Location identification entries
• • • •
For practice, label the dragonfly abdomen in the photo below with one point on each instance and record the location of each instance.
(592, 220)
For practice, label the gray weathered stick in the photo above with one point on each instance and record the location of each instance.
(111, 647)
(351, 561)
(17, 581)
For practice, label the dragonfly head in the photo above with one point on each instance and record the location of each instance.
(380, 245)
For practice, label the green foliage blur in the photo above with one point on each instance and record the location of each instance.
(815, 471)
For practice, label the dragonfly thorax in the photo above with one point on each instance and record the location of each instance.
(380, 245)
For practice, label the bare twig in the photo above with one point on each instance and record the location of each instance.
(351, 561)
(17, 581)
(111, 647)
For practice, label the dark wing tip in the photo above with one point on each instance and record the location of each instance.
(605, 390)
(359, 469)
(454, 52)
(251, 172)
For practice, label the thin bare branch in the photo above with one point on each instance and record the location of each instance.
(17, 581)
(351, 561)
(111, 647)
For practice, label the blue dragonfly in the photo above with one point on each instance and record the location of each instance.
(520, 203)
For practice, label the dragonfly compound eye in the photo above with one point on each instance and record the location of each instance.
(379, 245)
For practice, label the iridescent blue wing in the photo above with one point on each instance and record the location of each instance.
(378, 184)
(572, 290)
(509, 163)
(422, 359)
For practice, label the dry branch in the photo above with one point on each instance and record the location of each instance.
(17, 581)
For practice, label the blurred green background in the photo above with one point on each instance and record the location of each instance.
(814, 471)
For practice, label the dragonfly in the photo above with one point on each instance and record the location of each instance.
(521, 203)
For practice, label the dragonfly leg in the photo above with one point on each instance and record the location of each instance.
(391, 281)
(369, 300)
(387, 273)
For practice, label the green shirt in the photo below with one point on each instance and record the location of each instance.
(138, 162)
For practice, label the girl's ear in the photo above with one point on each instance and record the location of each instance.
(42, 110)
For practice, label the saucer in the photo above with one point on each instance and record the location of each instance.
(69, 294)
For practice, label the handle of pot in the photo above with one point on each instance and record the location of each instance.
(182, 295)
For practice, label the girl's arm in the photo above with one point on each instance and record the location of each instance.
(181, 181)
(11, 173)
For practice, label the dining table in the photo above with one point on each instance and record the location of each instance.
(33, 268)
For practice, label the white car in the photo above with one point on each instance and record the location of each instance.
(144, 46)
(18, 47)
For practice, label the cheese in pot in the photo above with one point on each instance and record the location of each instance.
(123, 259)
• • • •
* _Task brief_
Above are the records; retype them all without a single difference.

* _Solution to the exercise_
For practice, label the dragonfly abdomen in the photo below with one point on each instance and record the location of each instance.
(592, 220)
For practice, label the gray weathered stick in the photo above with one point on each instance and record the location of each instance.
(111, 647)
(351, 561)
(17, 581)
For practice, label the dragonfly head in the photo above with one point on each instance and record the location of each instance.
(380, 245)
For practice, label the green foliage blur in the photo above with one point on each instance and record the location of each instance.
(815, 471)
For practice, label the dragonfly thorax in the photo above with one point on each instance and record the location of each instance.
(380, 245)
For practice, label the bare twig in the photo above with one point on each instance and record the location of each instance.
(351, 561)
(17, 581)
(111, 647)
For practice, label the dark wing tip in the photo above with one point on each instance and record the location of each instance.
(605, 390)
(359, 469)
(454, 52)
(251, 172)
For practice, label the thin bare branch in the photo above with one point on each instance and record the location of each instance.
(17, 581)
(351, 561)
(111, 647)
For practice, label the blue dragonfly in the photo above with one point on each instance and record the location of each instance.
(520, 203)
For practice, label the dragonfly compound eye in the photo above with one point on each instance and record the location of each instance.
(379, 245)
For practice, label the iridescent blue wing in the photo above with one point on each instance and record the location of each instance.
(378, 184)
(572, 290)
(509, 163)
(422, 359)
For practice, label the dry branch in the photo above with one point on each instance and record the location of each instance.
(17, 581)
For practice, label the blurred green background in the photo above with one point on each instance and record the location of each instance.
(814, 471)
For practice, label the dragonfly in the photo above with one point on each instance and record the location of each instance.
(521, 203)
For practice, label the dragonfly leg in the photo above with one point on each instance and record the location of each instance.
(391, 281)
(369, 300)
(387, 273)
For practice, label the green shirt in the photo below with one point on each instance and record the location of each instance.
(138, 162)
For practice, label the girl's ear in the photo above with one point on each instance and record the location of each instance.
(42, 110)
For practice, label the saucer in the photo above with one point on each instance and record the location of each instance.
(69, 294)
For practice, label the handle of pot in the photo above with one point on each instance and record the location of each instance.
(182, 295)
For practice, label the girl's arm in the photo above with one point on each instance and record the location of each instance.
(181, 181)
(11, 173)
For practice, label the dining table in the photo above with one point on each instance and record the location of each instance.
(33, 268)
For practice, label the white car in the photo above with one point on each instance and record the location of each instance.
(144, 46)
(18, 47)
For practice, label the cheese in pot in the photo above with one point on each instance and record the location of each instance.
(123, 259)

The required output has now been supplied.